> _Objective_:
Reproduce the records below word for word, leaving nothing out.

[Extracted records]
◆ ◆ ◆ ◆ ◆ ◆ ◆

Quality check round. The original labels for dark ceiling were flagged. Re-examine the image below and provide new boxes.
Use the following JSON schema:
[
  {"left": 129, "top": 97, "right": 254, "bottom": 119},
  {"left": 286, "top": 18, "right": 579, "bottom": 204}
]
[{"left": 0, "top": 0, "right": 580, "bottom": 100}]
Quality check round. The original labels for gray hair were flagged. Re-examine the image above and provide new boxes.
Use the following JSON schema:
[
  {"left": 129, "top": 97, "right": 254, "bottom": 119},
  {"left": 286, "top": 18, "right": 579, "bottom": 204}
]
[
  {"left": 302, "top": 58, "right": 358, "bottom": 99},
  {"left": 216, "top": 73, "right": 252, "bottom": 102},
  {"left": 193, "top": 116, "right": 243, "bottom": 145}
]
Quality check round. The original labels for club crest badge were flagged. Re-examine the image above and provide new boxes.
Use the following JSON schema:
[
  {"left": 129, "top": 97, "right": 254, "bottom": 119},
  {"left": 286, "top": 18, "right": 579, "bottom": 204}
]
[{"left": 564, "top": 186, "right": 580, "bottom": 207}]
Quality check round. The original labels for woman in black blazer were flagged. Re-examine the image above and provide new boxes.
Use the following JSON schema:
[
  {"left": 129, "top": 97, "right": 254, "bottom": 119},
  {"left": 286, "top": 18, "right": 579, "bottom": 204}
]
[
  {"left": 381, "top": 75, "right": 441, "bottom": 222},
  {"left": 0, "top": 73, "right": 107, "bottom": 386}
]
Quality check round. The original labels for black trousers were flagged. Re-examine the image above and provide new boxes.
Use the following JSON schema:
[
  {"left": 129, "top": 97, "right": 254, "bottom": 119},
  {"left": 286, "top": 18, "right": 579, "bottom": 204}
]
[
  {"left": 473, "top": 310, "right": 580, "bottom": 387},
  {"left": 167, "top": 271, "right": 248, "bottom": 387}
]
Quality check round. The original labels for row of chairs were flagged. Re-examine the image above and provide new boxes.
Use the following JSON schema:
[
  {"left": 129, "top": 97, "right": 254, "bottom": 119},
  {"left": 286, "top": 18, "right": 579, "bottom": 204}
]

◆ ◆ ◆ ◆ ◆ ◆ ◆

> _Solution to the problem_:
Quality check round. The original labels for dark ceiling were flagged. Re-examine the image below and provide new boxes.
Use the following JSON schema:
[
  {"left": 129, "top": 97, "right": 254, "bottom": 119},
  {"left": 286, "top": 18, "right": 579, "bottom": 204}
]
[{"left": 0, "top": 0, "right": 580, "bottom": 100}]
Quality check round. The original labels for gray hair were flagged. Re-examine the image above and provide new boxes.
Use the following JSON schema:
[
  {"left": 129, "top": 97, "right": 254, "bottom": 119},
  {"left": 286, "top": 18, "right": 579, "bottom": 204}
]
[
  {"left": 302, "top": 58, "right": 358, "bottom": 99},
  {"left": 216, "top": 73, "right": 252, "bottom": 102},
  {"left": 193, "top": 116, "right": 243, "bottom": 145}
]
Quality check round. The original labels for club crest badge were flagged. Re-examine the image above and provide new boxes.
Use the following JSON schema:
[
  {"left": 129, "top": 97, "right": 254, "bottom": 119},
  {"left": 286, "top": 18, "right": 579, "bottom": 204}
]
[{"left": 564, "top": 186, "right": 580, "bottom": 207}]
Quality check round. The original labels for woman in black blazer were flagged. Re-examine the image above and provide new boxes.
Use the following JSON schema:
[
  {"left": 129, "top": 97, "right": 254, "bottom": 119},
  {"left": 286, "top": 18, "right": 579, "bottom": 204}
]
[
  {"left": 381, "top": 75, "right": 441, "bottom": 222},
  {"left": 0, "top": 73, "right": 107, "bottom": 386}
]
Quality check round. The original labels for black trousers were flagged. Re-examine the image above and provide new boxes.
Use the following JSON schema:
[
  {"left": 129, "top": 97, "right": 254, "bottom": 119},
  {"left": 286, "top": 18, "right": 579, "bottom": 204}
]
[
  {"left": 473, "top": 310, "right": 580, "bottom": 387},
  {"left": 167, "top": 271, "right": 248, "bottom": 387}
]
Quality check round. The original labels for row of chairs were flagged. Re-examine the image above and provide new boxes.
Use the following JSON schema:
[
  {"left": 129, "top": 97, "right": 254, "bottom": 119},
  {"left": 286, "top": 18, "right": 579, "bottom": 204}
]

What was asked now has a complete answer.